● **Page text**
Microsoft successfully archives Warner Bros. 'Superman' movie on a piece of glass

Just about anything beats tape/reel when it comes to durability.

Glass has one bad quality. It can break (I.e. Stored in an earthquake zone??? Clumsy handler...).
If tape/reel ever broke, you splice it back together and lose a second or two.
If glass breaks, well, get the broom, dustpan and wastebasket out.
I understand quality on glass lasts longer than tape, but maybe a clear PLASTIC would be an even more durable option than GLASS (if possible). Plastic probably costs less to produce too.
 
True but if you want it to be an archive would you want it to be rewrite able? Personally I would want it to stay the same without fear of corruption of any kind .... guess it's' just a matter of your personal taste ....
No.. An archive is just that. It's a place for non-transient information, so you would def want it to be permanent. You're correct.
 
Glass has one bad quality. It can break (I.e. Stored in an earthquake zone??? Clumsy handler...).
If tape/reel ever broke, you splice it back together and lose a second or two.
If glass breaks, well, get the broom, dustpan and wastebasket out.
I understand quality on glass lasts longer than tape, but maybe a clear PLASTIC would be an even more durable option than GLASS (if possible). Plastic probably costs less to produce too.

Excerpts from a dataset:
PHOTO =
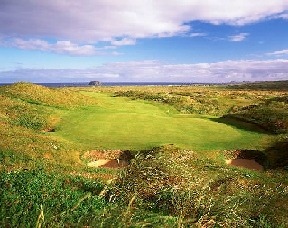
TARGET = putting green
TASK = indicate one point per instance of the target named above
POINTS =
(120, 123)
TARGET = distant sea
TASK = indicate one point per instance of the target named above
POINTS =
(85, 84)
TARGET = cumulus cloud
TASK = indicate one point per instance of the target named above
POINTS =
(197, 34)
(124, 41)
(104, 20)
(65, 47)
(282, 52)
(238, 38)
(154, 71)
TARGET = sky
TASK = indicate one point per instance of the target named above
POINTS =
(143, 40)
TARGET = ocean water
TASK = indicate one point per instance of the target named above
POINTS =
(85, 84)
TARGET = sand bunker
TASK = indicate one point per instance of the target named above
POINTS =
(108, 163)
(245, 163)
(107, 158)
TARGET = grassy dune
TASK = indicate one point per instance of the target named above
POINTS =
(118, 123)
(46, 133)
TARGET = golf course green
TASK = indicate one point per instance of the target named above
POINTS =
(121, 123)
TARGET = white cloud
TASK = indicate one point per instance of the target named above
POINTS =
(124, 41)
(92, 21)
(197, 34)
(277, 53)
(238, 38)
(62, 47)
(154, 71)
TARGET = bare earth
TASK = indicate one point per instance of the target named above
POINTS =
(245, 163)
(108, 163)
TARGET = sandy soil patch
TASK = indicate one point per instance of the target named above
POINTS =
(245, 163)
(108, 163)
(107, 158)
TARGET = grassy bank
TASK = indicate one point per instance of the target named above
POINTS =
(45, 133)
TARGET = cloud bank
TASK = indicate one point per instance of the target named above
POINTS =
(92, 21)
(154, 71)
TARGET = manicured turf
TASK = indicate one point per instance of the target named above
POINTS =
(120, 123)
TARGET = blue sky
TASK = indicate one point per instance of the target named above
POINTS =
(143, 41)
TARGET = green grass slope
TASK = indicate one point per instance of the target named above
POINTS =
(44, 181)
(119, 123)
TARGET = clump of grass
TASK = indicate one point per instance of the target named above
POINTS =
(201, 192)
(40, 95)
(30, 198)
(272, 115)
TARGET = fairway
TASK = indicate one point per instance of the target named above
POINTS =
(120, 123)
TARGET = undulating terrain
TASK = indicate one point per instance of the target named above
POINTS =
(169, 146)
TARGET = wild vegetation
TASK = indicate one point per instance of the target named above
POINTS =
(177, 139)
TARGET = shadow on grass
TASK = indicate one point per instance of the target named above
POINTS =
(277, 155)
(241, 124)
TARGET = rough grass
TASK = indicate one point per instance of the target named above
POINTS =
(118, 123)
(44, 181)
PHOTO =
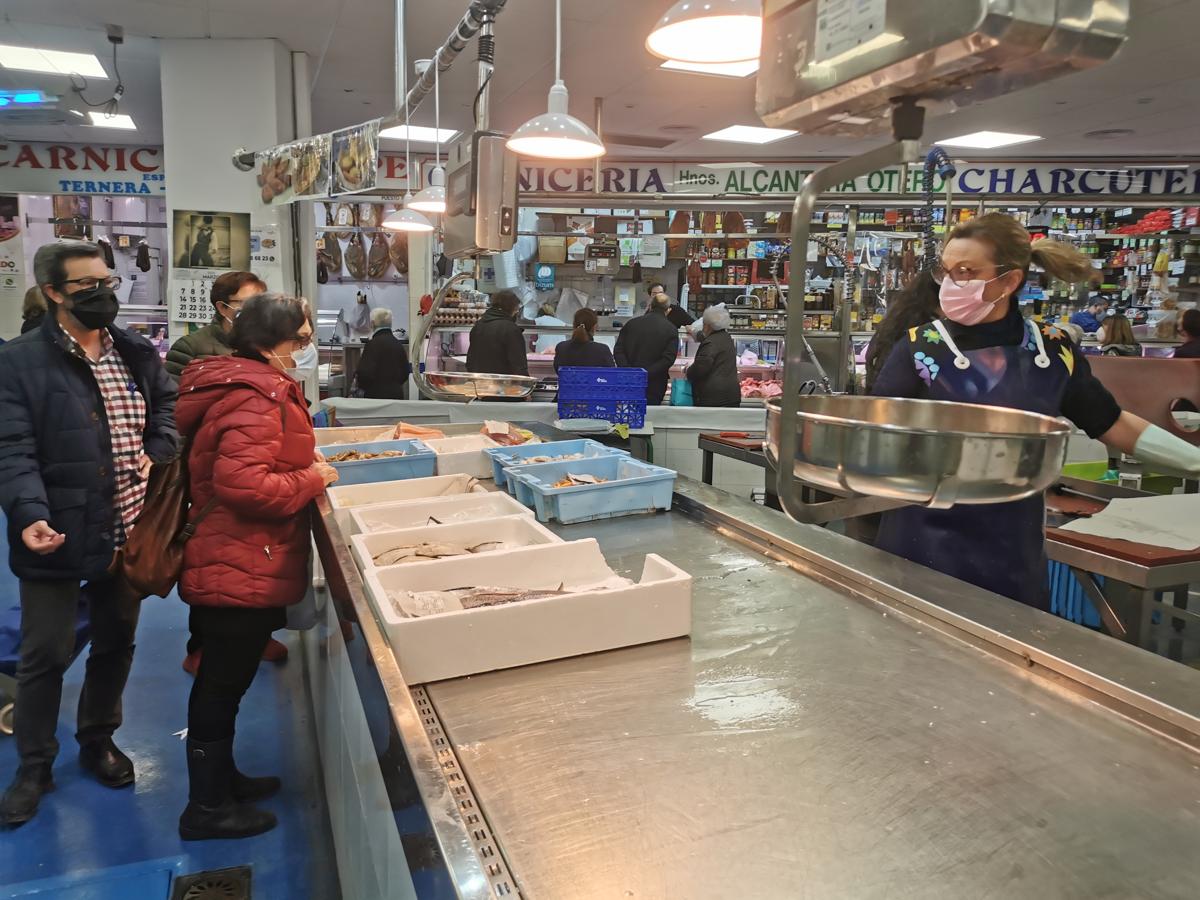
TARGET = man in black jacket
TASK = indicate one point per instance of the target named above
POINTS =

● **Brief 1**
In the forum thread about archiving the Superman movie on glass, reproduce the passage from "True but if" up to and including "personal taste ....".
● **Brief 2**
Carry on the forum thread about archiving the Superman movie on glass, starting after its last sentence.

● **Output 1**
True but if you want it to be an archive would you want it to be rewrite able? Personally I would want it to stay the same without fear of corruption of any kind .... guess it's' just a matter of your personal taste ....

● **Output 2**
It looks like Microsoft is using a piece of fused quartz for storage. Fused Quartz is a type of glass used in the electrical production industry. It can withstand high temperatures and makes a great insulator. It has a higher breaking point than fused silica, because of the crystalline structure of quartz. Fused quartz is used to make microscope slide, disks and covers. For technical details see attached.
https://www.microtonano.com/TSB- type-GE-124 fused-quartz.php
https://abrisatechnologies.com/products-services/glass-products/quartz-fused-silica/ge-124/
 
The big news here has nothing to do with consumer use. It's a candidate for LONG term storage. It's nice that the media is extremely stable but they haven't, and in the long run can't, dealt with the obsolete cycle.

YEARS ago the gold standard for archival storage was mylar tape. It was nearly indestructible but very low density. However it had one advantage that nothing that replaced it has - you don't need any equipment to read it. A human being could "read" the holes in the tape and recover the contents using nothing more than their eyes and a LOT of time. Once punched tape (and the even older punched card) were replaced we began the cycle of replacing media and the equipment used to process it over and over and over.

Fast forward a bit and in the 1990's NASA admitted that they had reels and reels of data from the Mercury, Gemini, and Apollo programs that they could no longer read. Two problems - one the media was degrading and, drum roll, they no longer had any tape drives that could read the tapes.

We've seen that happen repeatedly. The entity, whether NASA or your cloud service, will bend to the drive for higher and higher density storage which means they must transfer all the data sets to the new media before the old equipment disappears. That, coupled with the massive data sets that are being generated, makes the data migration process more and more expensive every decade.

So the glass storage will eventually face a similar "wall" - demands for more storage and therefore a change in media. Will we ever have an "Ultimate Universal Forever" storage media (and the equipment to recover it)? Probably not before we have anti-gravity and warp drive.